** Start TASK DATA **

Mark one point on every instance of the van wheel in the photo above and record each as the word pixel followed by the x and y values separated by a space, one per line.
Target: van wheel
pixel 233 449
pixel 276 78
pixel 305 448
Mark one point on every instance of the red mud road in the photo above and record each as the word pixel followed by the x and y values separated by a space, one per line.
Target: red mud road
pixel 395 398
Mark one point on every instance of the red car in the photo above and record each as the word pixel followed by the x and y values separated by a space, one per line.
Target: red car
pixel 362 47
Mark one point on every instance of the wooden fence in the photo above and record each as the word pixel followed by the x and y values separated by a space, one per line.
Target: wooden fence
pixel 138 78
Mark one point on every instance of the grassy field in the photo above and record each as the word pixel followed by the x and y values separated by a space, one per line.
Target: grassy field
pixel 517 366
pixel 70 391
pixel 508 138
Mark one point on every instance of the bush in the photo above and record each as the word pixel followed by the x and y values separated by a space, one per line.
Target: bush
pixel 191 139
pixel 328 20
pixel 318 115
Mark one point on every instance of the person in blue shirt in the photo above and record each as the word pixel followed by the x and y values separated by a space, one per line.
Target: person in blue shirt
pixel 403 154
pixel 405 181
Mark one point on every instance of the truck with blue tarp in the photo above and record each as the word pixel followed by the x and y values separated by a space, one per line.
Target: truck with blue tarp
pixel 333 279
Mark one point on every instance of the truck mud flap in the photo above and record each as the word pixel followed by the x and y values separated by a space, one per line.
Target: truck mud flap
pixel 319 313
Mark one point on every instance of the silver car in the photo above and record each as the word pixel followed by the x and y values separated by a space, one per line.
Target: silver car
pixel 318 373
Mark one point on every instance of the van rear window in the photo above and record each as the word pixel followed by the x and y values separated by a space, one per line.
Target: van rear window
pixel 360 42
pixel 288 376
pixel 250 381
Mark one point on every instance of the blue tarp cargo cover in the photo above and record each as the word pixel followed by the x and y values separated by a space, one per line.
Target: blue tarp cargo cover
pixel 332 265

** End TASK DATA **

> [WORK TO BE COMPLETED]:
Copy out word for word the lines of the material from the line holding "Mark one point on every instance of the wooden" through the line holding "pixel 405 181", both included.

> [CORRECT RESPONSE]:
Mark one point on every instance of the wooden fence in the photo above and record each as the word pixel followed by the x and y values separated by a space, one per line.
Target: wooden fence
pixel 138 78
Mark one point on every instance of the grassy field in the photo above and record each as the word pixel followed by the x and y values separated by a space, one per line.
Target: grassy field
pixel 517 366
pixel 70 391
pixel 508 138
Mark one point on every instance of the bush in the photo above and record each as the word pixel followed by the x and y values separated by a space, one per line.
Target: bush
pixel 191 139
pixel 328 20
pixel 318 115
Mark one point on every instance of the person in blue shirt in the photo above and record each as the word pixel followed by the x and y values separated by a space, one per line.
Target: person in blue shirt
pixel 403 154
pixel 405 181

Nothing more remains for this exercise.